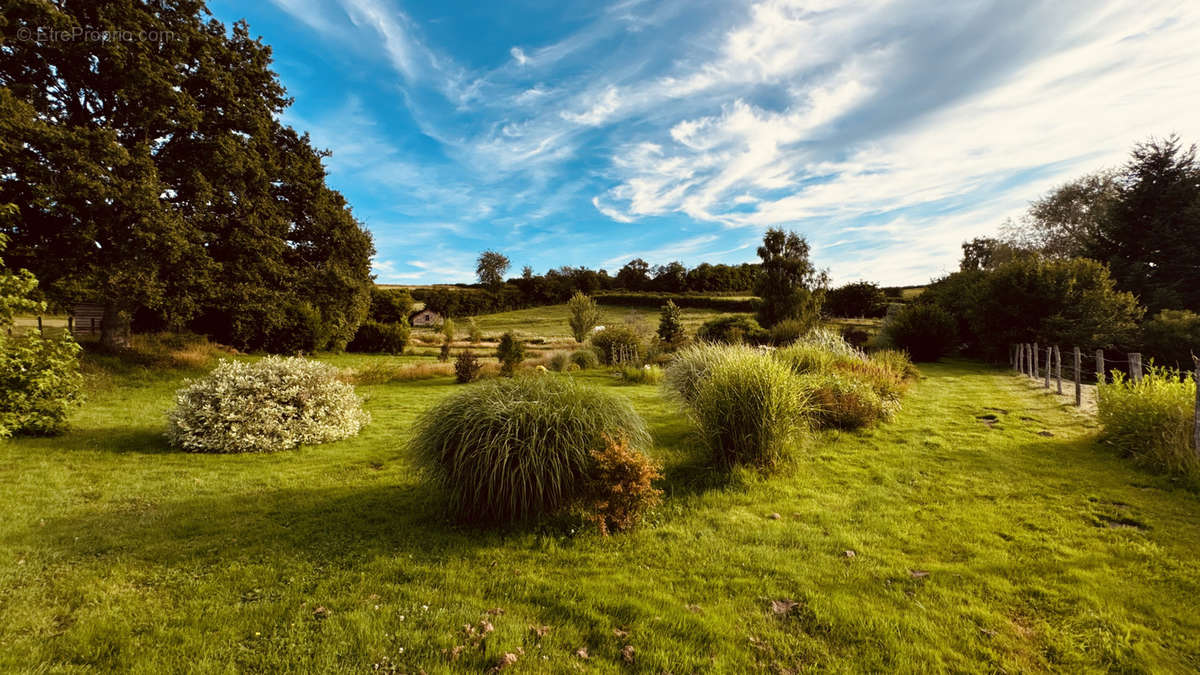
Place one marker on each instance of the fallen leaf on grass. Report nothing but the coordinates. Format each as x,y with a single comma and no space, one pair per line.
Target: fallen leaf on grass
783,607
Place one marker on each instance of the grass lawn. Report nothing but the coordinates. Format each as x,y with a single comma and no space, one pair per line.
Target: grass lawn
977,547
550,321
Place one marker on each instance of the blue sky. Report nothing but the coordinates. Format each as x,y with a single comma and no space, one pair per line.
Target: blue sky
587,133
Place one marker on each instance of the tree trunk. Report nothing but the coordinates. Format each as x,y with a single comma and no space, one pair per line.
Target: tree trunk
114,328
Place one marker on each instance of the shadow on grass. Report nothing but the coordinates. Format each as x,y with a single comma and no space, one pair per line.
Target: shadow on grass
339,525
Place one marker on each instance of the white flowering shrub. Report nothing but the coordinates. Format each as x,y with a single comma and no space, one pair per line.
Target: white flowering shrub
274,404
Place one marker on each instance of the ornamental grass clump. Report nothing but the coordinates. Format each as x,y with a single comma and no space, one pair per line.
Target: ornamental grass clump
690,365
750,410
273,404
510,449
1152,420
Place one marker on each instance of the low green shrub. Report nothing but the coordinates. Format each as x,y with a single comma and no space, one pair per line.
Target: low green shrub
511,352
273,404
40,381
750,410
733,330
617,345
646,374
378,338
466,368
924,330
585,358
509,449
1152,420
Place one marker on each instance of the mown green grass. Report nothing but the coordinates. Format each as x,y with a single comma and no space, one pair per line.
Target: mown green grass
977,548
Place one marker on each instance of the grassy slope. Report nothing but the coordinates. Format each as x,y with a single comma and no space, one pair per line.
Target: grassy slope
1042,553
550,321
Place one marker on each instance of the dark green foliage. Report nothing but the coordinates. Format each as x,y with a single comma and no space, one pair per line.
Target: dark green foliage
1171,338
671,332
790,287
390,305
511,352
733,330
466,366
924,330
743,305
1152,420
509,449
39,375
1051,302
490,268
583,316
161,171
379,338
1143,220
40,381
859,299
617,344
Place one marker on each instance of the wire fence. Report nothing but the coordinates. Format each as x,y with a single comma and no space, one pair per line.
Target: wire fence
1045,364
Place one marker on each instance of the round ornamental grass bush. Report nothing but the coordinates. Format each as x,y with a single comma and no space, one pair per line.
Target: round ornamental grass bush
509,449
273,404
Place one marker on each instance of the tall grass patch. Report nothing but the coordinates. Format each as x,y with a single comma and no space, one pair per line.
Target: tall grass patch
1152,420
750,410
510,449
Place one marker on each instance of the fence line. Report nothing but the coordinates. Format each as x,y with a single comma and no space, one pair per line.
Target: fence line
1024,359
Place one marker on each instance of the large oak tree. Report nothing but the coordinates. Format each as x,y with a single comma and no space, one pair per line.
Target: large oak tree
153,175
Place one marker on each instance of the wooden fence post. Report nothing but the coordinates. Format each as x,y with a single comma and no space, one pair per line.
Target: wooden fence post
1049,352
1079,377
1057,366
1197,432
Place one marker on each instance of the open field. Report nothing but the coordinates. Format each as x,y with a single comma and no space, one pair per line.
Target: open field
++++
* _Written exercise_: Your task is to output exactly the lines running from the one with "Place one marker on each instance of the round" through the final line of the material above, with both ends included.

* _Final result_:
Place one marker on each instance of the round ornamental grass bush. Report nothing but the coordinates. Format each as x,y with a single comma and no space, one pair per line.
Target: round ornamental grass bush
509,449
273,404
Place one marker on each instance of the tall grass patch. Report nothing but the coordinates. Format each as x,y with a single comma and no space, one pair per line.
Target: tall grass patch
1152,420
750,410
510,449
Place one marker on each instance of the fence line. Report nothing but the coordinates. Format each as x,y with a single comma and no space, one pair per line.
Target: fence line
1024,359
Place one marker on each instance of the large oak tree. Report nothing but the coordinates. Format each as x,y with a single comma and no space, one pair per line.
Target: large oak tree
153,175
Place one marker on each instance of the wooden fence post. Report nothing but the coordinates. Format each as x,y with a single comma and no space, one pair per line.
Target: wooden fence post
1049,352
1079,377
1057,366
1197,432
Place one marker on each instance of the open field. Report nothing but the coordinates. Format each as x,y with a single comma and no space, one pair per line.
Target: open field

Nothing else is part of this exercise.